He de confesarme un amante de la distopía. Imaginar universos alternativos, en qué punto estaríamos en la actualidad si determinados acontecimientos históricos nunca hubieran sucedido o se hubieran desarrollado de otro modo, es algo que me apasiona. Por eso, voy a permitirme la licencia (literaria) de cambiar un hecho puntual del pasado, la de un lejano 7 de septiembre de 2013.
Ese día, el Comité Olímpico Internacional decidía que fuera Tokio la ciudad que albergara los Juegos Olímpicos de 2020. Ahí entra mi modificación, cambiando la capital japonesa por la española. Es fácil dibujar una noche de celebraciones; por fin Madrid, después de tantas décadas de frustraciones, tenía sus Olimpiadas. Seríamos el centro del universo deportivo y en un año tan redondo como en el que hoy vivimos.
Los 8.000 millones de euros (reales) gastados en infraestructuras, promoción, instalaciones entre todas las candidaturas que había presentado Madrid merecerían por fin la pena. Habría que invertir mucho más para dejar la ciudad y todas sus sedes satélite listas para este gran evento, pero qué importa, ya no seríamos la única gran capital europea sin JJOO.
Pasan los años y el estadio de la Peineta pasa de ser un recinto sin alma en tierra de nadie a convertirse en el estadio más moderno del mundo. De momento no ha albergado ni un solo partido o competición, pero está listo para el momento exacto en que se encienda la antorcha en su pebetero, ya de camino. El antiguo cauce del Manzanares es ahora un enorme recinto para actividades acuáticas, no muy practicadas en Madrid, es verdad, pero tenían que hacerse, pese a su coste, sí o sí.

TAREAS PENDIENTES:
[A] Según el fragmento citado, ¿qué ciudad eligió el Comité Olímpico Internacional el 7 de septiembre de 2013 como sede de los Juegos Olímpicos de 2020?
[B] Por favor, reescribe el fragmento citado entre "Los 8.000 millones" y "europea sin JJOO.", ambos incluidos, cambiando "sedes satélite" por "sedes secundarias".
[C] De acuerdo con el fragmento citado, ¿por qué no importaría tener que invertir mucho más para preparar la ciudad y sus sedes?

EXTRACTOS DE REGISTROS:
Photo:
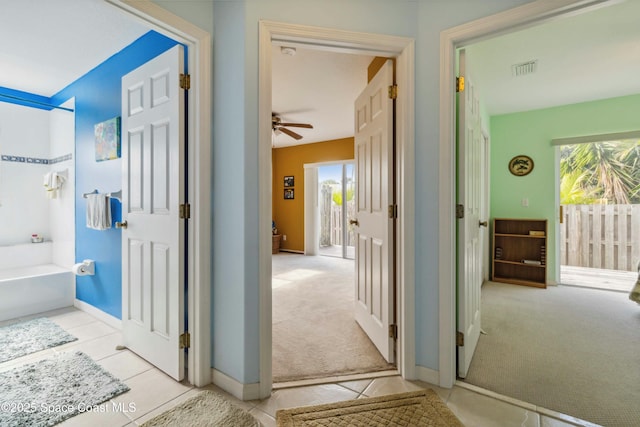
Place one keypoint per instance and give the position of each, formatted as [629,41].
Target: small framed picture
[288,193]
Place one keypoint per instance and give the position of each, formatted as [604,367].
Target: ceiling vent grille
[524,68]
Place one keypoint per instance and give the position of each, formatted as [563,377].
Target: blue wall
[97,95]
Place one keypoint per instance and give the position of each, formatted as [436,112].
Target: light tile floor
[152,392]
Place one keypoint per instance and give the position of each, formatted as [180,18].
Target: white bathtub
[32,289]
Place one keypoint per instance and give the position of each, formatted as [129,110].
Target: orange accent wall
[290,161]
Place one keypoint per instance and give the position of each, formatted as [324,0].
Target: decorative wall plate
[521,165]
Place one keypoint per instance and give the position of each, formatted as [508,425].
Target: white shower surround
[30,283]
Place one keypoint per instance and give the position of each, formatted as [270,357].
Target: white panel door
[470,253]
[374,284]
[153,239]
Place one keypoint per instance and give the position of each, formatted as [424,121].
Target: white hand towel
[98,211]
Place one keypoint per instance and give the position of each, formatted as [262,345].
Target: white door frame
[515,19]
[199,47]
[402,49]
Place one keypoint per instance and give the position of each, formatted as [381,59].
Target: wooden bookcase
[520,251]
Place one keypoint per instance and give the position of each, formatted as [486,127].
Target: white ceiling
[316,87]
[590,56]
[47,44]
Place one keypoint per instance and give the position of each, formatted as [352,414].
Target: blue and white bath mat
[27,337]
[49,391]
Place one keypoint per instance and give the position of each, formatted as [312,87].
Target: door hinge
[185,211]
[393,211]
[185,81]
[393,331]
[393,91]
[185,340]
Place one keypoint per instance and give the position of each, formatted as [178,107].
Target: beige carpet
[203,410]
[414,409]
[572,350]
[314,333]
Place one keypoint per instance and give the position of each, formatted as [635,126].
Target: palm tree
[603,170]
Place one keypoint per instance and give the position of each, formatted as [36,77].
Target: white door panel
[374,285]
[470,251]
[153,241]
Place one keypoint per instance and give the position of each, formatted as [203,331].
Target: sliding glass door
[336,191]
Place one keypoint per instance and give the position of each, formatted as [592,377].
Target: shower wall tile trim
[36,161]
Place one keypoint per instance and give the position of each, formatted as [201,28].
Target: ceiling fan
[278,125]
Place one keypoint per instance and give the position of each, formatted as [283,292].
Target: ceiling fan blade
[292,134]
[298,125]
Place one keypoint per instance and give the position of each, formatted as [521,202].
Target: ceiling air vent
[524,68]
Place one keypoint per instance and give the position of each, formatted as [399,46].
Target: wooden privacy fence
[600,236]
[331,219]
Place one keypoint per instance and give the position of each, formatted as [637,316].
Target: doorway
[198,43]
[336,207]
[451,39]
[599,212]
[325,191]
[402,50]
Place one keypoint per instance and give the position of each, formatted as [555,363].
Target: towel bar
[114,195]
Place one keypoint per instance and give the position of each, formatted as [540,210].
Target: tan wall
[290,161]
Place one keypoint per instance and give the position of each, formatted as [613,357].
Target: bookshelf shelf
[519,251]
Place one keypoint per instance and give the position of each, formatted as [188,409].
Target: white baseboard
[234,387]
[293,251]
[98,314]
[428,375]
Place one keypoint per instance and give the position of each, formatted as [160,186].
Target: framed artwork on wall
[521,165]
[288,193]
[107,139]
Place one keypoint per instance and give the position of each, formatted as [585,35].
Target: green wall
[531,133]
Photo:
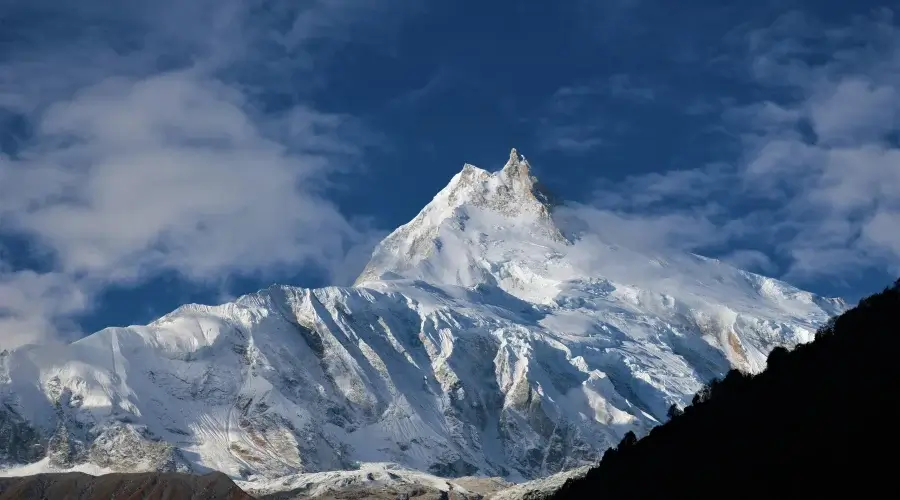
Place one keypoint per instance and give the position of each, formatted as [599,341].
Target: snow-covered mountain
[482,338]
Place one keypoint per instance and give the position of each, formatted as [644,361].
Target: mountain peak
[476,209]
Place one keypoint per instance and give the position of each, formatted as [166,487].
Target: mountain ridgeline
[818,418]
[485,337]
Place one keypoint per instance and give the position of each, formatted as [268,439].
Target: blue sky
[159,152]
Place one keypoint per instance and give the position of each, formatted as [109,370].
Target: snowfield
[481,339]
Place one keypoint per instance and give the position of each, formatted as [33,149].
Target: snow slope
[482,338]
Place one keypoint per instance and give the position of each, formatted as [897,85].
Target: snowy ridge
[481,339]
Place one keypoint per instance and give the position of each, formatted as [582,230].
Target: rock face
[484,338]
[149,486]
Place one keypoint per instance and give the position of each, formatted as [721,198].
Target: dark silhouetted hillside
[820,420]
[143,486]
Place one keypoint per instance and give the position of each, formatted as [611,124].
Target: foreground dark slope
[819,418]
[144,486]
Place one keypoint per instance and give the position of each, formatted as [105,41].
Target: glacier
[484,337]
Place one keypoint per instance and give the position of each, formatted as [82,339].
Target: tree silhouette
[816,421]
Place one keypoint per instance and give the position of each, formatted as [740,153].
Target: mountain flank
[144,486]
[817,421]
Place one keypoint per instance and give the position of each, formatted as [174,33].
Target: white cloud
[818,182]
[134,169]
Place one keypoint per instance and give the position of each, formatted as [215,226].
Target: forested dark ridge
[820,420]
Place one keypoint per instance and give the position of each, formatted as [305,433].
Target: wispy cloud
[575,118]
[818,182]
[148,148]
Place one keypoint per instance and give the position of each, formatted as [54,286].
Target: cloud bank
[815,190]
[143,143]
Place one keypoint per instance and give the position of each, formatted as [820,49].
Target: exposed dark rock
[147,486]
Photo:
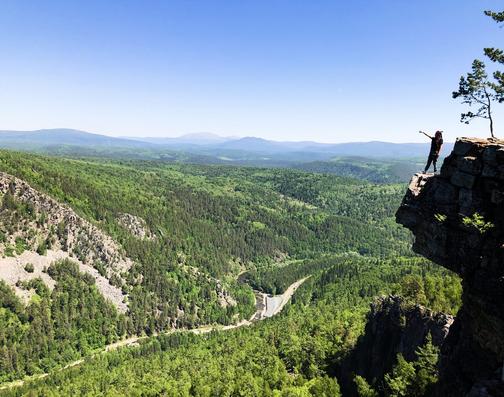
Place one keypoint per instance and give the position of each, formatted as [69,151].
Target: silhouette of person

RESPUESTAS:
[A] Tokio.

[B]
Los 8.000 millones de euros (reales) gastados en infraestructuras, promoción, instalaciones entre todas las candidaturas que había presentado Madrid merecerían por fin la pena. Habría que invertir mucho más para dejar la ciudad y todas sus sedes secundarias listas para este gran evento, pero qué importa, ya no seríamos la única gran capital europea sin JJOO.

[C] No importaría porque así Madrid dejaría de ser la única gran capital europea sin Juegos Olímpicos.